EXERCISE GOAL => Render the material below as a Markdown table with two columns, Row and Text. Give each nonblank line its own numbered row and skip blank lines.

INFORMATION SUPPLIED =>
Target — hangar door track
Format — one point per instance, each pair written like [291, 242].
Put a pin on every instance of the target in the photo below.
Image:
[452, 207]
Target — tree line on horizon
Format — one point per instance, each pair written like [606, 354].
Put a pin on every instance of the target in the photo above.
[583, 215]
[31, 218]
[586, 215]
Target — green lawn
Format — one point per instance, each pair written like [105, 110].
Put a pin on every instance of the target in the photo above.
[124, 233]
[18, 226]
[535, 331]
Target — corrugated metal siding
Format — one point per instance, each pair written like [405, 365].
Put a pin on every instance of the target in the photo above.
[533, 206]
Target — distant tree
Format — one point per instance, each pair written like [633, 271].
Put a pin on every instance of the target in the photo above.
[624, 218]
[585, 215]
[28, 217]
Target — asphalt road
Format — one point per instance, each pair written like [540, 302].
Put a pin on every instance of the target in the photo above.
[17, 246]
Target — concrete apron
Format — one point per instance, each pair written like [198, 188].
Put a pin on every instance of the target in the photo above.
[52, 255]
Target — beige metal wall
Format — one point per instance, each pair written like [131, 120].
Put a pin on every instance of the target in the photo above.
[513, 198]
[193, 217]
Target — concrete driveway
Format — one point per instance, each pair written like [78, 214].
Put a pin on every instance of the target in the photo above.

ANSWER FOR THE TASK =>
| Row | Text |
|---|---|
| 1 | Target — hangar door track |
| 2 | Format — one point per instance, each pair written like [291, 242]. |
| 3 | Put a pin on every instance of the target in the photo below. |
| 4 | Image: |
| 5 | [452, 207] |
| 6 | Target — tree line on horizon |
| 7 | Format — one point per instance, each pair written like [606, 354]. |
| 8 | Put a pin on every instance of the target in the photo above. |
| 9 | [583, 215] |
| 10 | [31, 218] |
| 11 | [586, 215] |
| 12 | Target — green lawn |
| 13 | Format — one point per instance, each pair written like [105, 110]. |
| 14 | Put a pin on every instance of the target in the photo above. |
| 15 | [124, 233] |
| 16 | [18, 226] |
| 17 | [535, 331] |
| 18 | Target — corrugated metal siding |
| 19 | Format — one point per instance, each pair written like [405, 365]. |
| 20 | Put a pin on every instance of the target in the photo above. |
| 21 | [533, 206] |
| 22 | Target — distant tree |
| 23 | Format — one point per instance, each pair written like [633, 271]. |
| 24 | Put a pin on every instance of the target in the photo above. |
| 25 | [624, 218] |
| 26 | [585, 215] |
| 27 | [28, 217] |
| 28 | Target — asphalt road |
| 29 | Format — one point per instance, each pair written like [540, 302]. |
| 30 | Put a pin on every instance of the target in the photo above. |
| 31 | [17, 246] |
| 32 | Target — concrete apron |
| 33 | Format — one point per instance, each pair written like [198, 188]. |
| 34 | Put a pin on every instance of the target in the photo above. |
| 35 | [52, 255] |
| 36 | Target — beige metal wall |
| 37 | Format — one point per instance, each pair written like [131, 120]. |
| 38 | Put a pin on every instance of the target in the photo above. |
| 39 | [513, 198] |
| 40 | [193, 217] |
| 41 | Target — concrete driveway |
| 42 | Format — one point per instance, each pair written like [78, 214]. |
| 43 | Put a pin on every instance of the target in the photo above. |